DIRECTION:
Filter the records below and copy each line that contains the word "black".

RECORD SET:

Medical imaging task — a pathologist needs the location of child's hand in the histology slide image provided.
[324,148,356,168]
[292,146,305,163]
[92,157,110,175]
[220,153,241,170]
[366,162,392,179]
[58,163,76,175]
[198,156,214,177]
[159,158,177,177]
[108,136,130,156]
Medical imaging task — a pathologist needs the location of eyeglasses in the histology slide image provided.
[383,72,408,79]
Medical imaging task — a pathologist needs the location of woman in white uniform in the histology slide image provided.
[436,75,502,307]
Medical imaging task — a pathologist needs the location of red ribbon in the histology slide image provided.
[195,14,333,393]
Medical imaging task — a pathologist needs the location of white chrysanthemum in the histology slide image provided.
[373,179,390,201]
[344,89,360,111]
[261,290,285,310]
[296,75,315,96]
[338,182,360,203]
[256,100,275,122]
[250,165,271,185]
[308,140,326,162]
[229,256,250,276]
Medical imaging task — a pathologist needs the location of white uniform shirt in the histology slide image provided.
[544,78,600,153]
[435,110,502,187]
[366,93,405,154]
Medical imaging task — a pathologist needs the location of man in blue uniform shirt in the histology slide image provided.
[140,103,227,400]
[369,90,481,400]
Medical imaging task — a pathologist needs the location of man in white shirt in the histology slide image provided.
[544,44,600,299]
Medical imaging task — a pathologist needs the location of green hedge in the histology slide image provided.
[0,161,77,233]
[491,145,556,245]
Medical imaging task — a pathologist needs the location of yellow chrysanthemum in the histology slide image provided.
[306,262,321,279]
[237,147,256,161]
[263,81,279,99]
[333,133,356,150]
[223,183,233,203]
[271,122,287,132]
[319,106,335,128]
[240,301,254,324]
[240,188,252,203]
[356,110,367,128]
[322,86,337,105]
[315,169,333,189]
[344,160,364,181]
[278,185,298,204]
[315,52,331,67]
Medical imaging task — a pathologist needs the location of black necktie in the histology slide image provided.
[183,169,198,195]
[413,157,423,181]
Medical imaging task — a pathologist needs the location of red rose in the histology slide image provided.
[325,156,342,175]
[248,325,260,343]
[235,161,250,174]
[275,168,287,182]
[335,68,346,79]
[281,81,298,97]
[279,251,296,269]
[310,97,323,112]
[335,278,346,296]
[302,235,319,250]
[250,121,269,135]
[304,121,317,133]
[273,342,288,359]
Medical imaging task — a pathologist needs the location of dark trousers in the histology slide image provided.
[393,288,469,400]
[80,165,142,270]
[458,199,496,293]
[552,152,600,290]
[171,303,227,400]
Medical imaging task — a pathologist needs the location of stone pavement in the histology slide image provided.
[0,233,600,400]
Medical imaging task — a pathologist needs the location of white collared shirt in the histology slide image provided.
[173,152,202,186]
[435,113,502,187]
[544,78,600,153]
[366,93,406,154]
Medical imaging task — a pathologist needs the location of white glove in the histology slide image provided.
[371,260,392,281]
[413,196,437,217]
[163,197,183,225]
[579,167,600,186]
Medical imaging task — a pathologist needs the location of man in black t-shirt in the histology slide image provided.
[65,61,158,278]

OUTPUT BELOW:
Medical imaging task — a pathologist needs the location of black necktie in the histology slide image provided.
Medical imaging task — a pathologist needs the location of man in black t-shirt in the histology slide image provided.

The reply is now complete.